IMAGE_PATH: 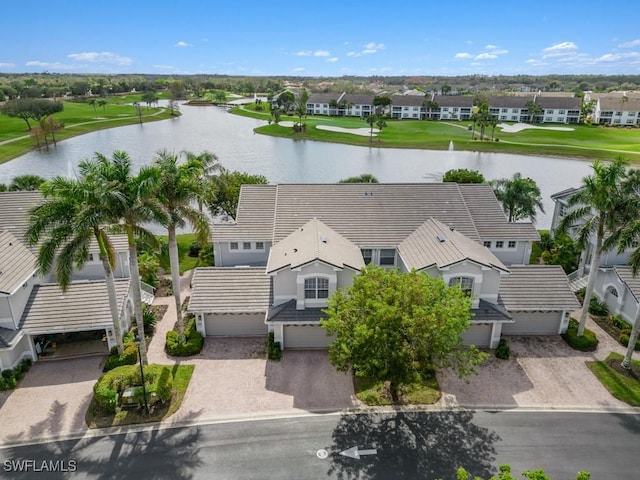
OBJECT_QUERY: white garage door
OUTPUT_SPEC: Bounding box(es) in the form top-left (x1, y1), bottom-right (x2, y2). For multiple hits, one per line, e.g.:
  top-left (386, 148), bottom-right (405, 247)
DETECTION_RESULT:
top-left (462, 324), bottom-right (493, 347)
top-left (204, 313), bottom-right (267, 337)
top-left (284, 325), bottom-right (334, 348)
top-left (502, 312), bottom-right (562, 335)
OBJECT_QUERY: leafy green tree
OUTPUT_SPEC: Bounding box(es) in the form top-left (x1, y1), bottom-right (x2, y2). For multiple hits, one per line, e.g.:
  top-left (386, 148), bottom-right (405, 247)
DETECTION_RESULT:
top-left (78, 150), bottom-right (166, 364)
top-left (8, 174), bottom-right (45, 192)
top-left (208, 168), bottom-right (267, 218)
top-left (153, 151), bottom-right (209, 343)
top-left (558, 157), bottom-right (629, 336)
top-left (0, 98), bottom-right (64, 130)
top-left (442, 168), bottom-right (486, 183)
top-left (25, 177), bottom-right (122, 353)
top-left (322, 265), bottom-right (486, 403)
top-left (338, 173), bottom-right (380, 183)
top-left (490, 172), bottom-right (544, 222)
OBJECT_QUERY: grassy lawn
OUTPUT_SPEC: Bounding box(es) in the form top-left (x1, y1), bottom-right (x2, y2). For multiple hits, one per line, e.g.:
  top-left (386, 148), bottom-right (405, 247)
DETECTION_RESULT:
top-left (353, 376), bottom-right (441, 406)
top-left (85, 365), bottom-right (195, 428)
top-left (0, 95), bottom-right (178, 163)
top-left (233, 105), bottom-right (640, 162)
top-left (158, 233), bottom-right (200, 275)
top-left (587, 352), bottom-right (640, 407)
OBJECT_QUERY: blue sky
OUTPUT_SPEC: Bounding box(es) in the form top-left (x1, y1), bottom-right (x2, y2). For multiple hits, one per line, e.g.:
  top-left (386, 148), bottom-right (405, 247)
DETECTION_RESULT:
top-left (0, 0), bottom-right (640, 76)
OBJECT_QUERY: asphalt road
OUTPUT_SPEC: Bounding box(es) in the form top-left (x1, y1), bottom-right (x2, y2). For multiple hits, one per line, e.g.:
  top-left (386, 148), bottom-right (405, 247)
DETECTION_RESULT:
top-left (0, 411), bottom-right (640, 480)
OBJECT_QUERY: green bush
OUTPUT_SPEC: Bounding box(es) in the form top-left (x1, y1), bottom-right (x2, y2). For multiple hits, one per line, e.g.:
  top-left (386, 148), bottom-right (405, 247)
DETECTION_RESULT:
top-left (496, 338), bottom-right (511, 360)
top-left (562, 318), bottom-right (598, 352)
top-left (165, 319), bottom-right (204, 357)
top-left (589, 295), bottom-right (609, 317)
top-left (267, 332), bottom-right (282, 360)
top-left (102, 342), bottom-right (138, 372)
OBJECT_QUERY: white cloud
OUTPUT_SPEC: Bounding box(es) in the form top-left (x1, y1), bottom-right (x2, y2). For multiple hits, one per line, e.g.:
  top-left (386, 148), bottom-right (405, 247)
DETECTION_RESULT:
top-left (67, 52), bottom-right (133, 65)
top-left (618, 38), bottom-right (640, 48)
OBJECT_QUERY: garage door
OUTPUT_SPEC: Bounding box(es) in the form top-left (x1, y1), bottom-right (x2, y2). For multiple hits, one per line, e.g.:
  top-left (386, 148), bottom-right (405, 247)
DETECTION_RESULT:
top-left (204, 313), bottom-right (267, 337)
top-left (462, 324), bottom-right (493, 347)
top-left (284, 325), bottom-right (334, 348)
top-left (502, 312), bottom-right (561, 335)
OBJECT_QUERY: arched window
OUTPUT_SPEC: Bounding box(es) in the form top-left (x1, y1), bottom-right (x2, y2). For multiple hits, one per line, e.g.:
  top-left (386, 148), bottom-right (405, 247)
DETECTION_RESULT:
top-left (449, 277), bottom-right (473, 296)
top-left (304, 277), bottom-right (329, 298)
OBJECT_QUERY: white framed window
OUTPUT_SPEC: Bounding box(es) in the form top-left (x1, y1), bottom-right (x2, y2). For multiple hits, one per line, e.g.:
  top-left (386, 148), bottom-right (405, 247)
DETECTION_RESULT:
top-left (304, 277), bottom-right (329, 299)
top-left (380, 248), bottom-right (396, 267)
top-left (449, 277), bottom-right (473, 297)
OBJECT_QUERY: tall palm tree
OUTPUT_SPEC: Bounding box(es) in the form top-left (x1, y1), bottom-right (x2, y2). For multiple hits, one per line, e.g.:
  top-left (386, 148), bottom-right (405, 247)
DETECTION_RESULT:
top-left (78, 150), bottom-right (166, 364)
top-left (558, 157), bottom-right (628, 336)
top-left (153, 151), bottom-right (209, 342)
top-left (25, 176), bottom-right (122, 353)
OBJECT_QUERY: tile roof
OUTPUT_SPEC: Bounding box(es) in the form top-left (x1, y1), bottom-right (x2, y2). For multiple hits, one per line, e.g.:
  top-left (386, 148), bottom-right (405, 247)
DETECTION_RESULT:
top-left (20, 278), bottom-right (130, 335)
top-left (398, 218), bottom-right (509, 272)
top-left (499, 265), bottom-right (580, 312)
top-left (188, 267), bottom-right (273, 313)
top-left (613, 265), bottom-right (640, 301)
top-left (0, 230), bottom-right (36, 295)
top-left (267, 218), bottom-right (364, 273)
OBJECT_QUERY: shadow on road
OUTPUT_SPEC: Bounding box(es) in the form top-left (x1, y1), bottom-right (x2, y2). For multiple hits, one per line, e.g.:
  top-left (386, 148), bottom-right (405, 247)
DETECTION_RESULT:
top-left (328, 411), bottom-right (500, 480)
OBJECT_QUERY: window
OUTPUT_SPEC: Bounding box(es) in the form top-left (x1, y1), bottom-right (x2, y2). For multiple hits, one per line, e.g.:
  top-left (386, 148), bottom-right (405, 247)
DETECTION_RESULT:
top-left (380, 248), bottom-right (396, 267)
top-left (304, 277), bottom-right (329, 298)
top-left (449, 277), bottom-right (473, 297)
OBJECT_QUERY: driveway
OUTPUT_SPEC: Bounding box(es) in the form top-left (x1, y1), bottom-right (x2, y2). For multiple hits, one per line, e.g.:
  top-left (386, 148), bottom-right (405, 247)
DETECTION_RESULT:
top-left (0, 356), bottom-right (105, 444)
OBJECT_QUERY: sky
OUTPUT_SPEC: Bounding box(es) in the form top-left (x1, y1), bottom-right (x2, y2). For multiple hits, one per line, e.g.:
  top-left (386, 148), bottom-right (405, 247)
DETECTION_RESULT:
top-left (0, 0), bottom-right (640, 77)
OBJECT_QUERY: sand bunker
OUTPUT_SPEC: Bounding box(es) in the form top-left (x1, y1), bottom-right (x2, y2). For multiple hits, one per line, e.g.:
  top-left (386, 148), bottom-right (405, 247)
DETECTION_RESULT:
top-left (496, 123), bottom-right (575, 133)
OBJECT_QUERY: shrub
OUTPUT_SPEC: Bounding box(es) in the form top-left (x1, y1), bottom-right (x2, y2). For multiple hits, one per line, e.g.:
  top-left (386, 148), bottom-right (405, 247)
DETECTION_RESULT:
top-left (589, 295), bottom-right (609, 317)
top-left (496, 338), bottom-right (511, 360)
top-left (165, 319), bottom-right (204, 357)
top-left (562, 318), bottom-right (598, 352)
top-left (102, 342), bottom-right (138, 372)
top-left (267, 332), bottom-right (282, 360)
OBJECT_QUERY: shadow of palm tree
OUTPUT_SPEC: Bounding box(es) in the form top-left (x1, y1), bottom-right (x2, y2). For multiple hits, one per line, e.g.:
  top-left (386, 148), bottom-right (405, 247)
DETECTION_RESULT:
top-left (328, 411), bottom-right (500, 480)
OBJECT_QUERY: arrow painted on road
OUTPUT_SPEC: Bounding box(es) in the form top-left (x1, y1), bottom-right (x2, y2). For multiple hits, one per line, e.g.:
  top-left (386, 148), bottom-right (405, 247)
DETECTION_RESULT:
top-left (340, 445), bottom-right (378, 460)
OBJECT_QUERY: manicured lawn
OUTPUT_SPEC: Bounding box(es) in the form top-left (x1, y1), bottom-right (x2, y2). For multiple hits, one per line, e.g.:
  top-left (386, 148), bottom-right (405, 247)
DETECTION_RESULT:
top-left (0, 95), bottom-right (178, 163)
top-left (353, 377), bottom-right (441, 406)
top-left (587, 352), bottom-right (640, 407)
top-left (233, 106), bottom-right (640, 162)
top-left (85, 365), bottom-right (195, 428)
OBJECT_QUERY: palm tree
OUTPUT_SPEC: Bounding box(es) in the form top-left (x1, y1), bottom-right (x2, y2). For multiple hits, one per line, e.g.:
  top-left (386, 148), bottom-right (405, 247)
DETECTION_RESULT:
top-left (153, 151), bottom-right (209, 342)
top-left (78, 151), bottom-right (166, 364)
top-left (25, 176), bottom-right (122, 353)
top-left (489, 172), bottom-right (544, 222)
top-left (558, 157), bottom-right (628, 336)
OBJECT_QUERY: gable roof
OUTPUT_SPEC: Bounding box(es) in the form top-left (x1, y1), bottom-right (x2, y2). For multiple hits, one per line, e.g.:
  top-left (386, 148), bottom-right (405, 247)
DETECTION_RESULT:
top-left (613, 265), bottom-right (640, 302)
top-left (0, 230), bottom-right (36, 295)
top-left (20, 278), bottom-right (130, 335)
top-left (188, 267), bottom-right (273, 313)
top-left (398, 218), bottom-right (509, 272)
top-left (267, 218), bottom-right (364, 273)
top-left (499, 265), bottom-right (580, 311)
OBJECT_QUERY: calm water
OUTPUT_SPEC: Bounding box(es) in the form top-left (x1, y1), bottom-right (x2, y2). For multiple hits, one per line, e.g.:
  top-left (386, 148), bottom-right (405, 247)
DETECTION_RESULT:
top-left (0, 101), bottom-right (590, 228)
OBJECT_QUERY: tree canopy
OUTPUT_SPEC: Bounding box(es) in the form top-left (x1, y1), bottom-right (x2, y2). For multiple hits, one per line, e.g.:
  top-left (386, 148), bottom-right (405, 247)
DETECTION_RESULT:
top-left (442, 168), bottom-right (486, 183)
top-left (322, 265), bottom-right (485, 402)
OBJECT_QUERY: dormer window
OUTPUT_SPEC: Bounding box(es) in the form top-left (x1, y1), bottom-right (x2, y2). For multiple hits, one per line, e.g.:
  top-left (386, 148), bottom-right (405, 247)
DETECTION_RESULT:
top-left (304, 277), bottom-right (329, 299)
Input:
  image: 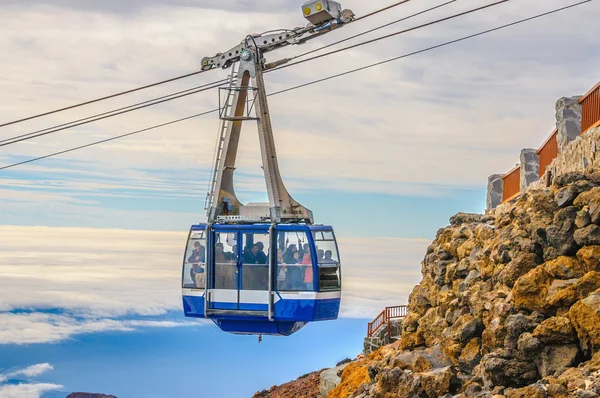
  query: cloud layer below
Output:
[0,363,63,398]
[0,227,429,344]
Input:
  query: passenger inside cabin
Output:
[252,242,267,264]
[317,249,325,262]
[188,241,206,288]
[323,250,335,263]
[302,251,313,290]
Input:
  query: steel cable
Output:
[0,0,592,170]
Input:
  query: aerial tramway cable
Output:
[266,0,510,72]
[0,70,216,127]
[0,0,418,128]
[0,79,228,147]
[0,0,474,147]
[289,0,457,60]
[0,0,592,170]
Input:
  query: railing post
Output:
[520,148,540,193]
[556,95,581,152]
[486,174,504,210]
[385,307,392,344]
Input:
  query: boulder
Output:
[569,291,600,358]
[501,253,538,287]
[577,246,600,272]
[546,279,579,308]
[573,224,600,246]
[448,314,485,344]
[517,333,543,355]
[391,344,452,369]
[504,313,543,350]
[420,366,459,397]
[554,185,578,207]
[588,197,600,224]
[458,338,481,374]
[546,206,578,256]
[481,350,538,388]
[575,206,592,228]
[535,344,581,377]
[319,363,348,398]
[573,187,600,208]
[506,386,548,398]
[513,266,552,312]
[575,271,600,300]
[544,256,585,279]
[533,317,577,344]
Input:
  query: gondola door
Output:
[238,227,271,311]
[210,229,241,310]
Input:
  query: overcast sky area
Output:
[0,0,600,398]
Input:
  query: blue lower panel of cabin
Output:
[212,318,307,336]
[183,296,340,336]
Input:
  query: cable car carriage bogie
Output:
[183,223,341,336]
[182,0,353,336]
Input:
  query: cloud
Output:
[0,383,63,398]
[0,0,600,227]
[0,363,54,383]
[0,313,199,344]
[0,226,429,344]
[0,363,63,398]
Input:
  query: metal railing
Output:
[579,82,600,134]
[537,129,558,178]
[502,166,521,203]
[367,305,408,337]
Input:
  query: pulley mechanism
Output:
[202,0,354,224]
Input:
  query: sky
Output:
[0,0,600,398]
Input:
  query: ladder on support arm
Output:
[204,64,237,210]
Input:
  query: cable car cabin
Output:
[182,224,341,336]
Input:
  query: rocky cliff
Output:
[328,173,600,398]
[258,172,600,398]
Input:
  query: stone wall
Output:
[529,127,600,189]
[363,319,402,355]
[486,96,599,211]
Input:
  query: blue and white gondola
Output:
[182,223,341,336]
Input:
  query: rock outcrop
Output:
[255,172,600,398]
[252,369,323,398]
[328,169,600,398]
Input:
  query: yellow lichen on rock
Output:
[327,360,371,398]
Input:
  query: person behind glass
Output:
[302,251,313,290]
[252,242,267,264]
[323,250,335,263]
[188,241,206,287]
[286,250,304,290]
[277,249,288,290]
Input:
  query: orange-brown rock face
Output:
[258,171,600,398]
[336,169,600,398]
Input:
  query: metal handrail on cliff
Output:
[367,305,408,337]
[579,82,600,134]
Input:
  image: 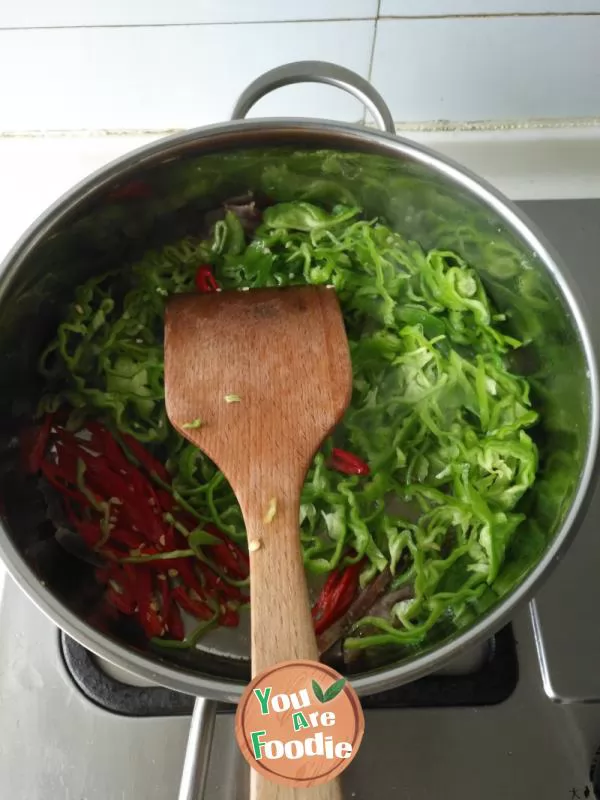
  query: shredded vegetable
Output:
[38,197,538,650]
************
### PROBLEM DETAILS:
List each line of the entries above that contains the string "blue".

### WRITTEN RESPONSE:
OBJECT_QUERY: blue sky
  query: blue lower panel of cabin
  query: blue and white gondola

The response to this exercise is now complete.